● ASSIGNED TASK
Copy each line of the records that holds the string "cushion".

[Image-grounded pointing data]
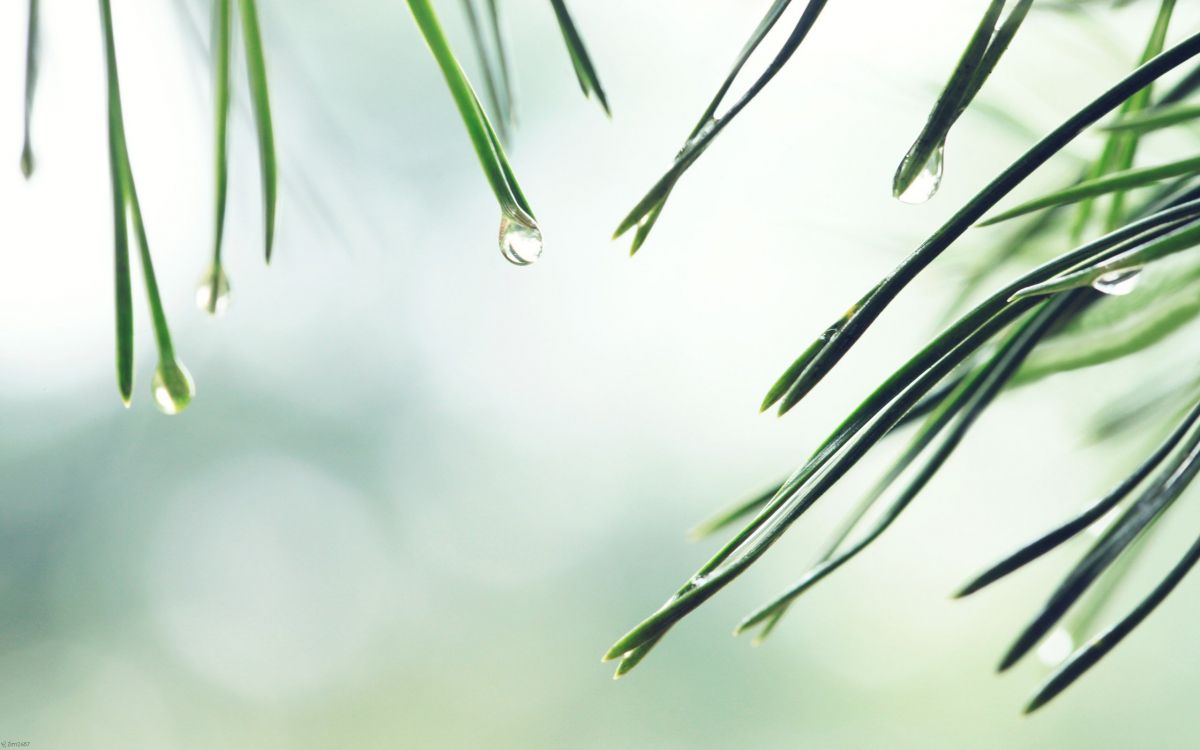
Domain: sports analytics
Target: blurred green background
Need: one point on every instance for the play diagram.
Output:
(420, 491)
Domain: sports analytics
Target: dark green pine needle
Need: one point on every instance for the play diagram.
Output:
(1098, 647)
(1067, 531)
(1163, 490)
(649, 208)
(829, 349)
(586, 72)
(945, 431)
(31, 54)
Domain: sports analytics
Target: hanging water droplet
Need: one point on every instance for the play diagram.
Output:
(927, 181)
(1119, 283)
(213, 292)
(1056, 647)
(173, 387)
(520, 240)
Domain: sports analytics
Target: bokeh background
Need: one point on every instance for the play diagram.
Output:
(420, 491)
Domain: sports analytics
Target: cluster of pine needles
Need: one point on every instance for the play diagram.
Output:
(1119, 221)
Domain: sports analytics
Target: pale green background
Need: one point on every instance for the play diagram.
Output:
(420, 491)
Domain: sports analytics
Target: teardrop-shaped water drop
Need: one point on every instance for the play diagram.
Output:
(213, 292)
(173, 387)
(928, 180)
(520, 240)
(1119, 283)
(1056, 647)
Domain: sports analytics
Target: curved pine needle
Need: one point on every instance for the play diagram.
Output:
(1151, 120)
(1098, 647)
(1121, 147)
(127, 209)
(502, 61)
(949, 424)
(731, 515)
(820, 359)
(585, 70)
(1114, 181)
(1147, 509)
(1141, 330)
(259, 99)
(977, 61)
(647, 211)
(1096, 511)
(124, 294)
(31, 49)
(875, 418)
(837, 456)
(479, 129)
(1175, 243)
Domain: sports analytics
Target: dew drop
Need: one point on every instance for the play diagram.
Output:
(520, 240)
(173, 387)
(1119, 283)
(927, 181)
(213, 292)
(1056, 647)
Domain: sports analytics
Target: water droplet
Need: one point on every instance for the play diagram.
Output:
(520, 240)
(173, 387)
(927, 181)
(1056, 647)
(213, 292)
(1119, 283)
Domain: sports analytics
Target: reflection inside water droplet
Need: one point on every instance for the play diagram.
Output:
(172, 387)
(520, 240)
(1119, 283)
(213, 292)
(1056, 647)
(927, 181)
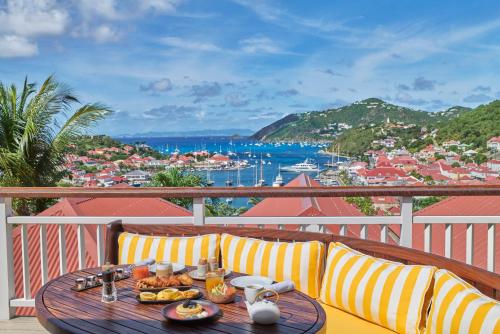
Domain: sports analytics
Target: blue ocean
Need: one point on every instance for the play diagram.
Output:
(273, 155)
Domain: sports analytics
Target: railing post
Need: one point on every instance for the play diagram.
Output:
(490, 262)
(7, 291)
(405, 238)
(199, 211)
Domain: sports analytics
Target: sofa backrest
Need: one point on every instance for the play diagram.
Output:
(485, 281)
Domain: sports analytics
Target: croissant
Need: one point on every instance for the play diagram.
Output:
(164, 282)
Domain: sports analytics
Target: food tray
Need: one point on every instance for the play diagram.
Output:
(98, 284)
(200, 295)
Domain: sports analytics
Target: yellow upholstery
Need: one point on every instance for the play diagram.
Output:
(390, 294)
(300, 262)
(133, 248)
(340, 322)
(458, 307)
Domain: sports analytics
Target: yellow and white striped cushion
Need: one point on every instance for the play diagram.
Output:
(387, 293)
(300, 262)
(133, 248)
(458, 307)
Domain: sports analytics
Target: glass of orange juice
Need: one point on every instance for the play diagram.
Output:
(213, 279)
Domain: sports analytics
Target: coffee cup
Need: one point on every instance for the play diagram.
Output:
(251, 292)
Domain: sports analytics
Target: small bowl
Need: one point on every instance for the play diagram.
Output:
(226, 299)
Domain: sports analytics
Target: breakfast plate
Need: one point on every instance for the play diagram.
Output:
(242, 281)
(179, 296)
(206, 310)
(194, 274)
(177, 267)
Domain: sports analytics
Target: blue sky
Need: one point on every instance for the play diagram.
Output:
(196, 64)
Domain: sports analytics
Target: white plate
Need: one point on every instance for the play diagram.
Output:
(194, 274)
(175, 266)
(242, 281)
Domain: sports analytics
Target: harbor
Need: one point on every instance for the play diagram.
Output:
(247, 162)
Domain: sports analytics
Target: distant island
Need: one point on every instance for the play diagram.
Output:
(373, 123)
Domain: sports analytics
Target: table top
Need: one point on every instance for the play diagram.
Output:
(62, 310)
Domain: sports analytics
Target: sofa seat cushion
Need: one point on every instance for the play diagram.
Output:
(300, 262)
(133, 248)
(458, 307)
(341, 322)
(390, 294)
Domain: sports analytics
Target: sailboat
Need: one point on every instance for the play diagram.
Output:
(278, 182)
(209, 181)
(238, 178)
(333, 164)
(261, 182)
(229, 182)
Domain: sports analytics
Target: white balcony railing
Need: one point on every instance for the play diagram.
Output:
(9, 301)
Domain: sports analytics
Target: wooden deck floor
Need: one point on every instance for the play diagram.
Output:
(21, 325)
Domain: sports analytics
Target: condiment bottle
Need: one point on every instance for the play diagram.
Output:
(106, 267)
(109, 294)
(202, 267)
(164, 269)
(212, 264)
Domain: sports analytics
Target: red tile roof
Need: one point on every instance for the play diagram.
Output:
(306, 207)
(79, 207)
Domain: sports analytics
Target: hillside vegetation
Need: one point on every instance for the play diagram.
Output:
(323, 125)
(475, 127)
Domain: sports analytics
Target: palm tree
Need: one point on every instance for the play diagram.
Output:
(175, 177)
(36, 128)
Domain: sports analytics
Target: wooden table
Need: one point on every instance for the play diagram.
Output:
(61, 310)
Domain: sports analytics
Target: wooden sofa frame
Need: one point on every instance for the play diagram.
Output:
(485, 281)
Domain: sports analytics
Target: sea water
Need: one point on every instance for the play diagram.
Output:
(273, 155)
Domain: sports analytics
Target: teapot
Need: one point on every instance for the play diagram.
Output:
(263, 311)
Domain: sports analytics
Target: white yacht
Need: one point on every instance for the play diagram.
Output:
(278, 182)
(306, 166)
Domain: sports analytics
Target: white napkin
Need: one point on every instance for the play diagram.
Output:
(145, 262)
(281, 287)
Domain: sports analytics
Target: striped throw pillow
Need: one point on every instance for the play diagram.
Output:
(458, 307)
(133, 248)
(300, 262)
(387, 293)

● EXERCISE RESULT
Target: yellow and white striped cushion
Target: sofa seat cushion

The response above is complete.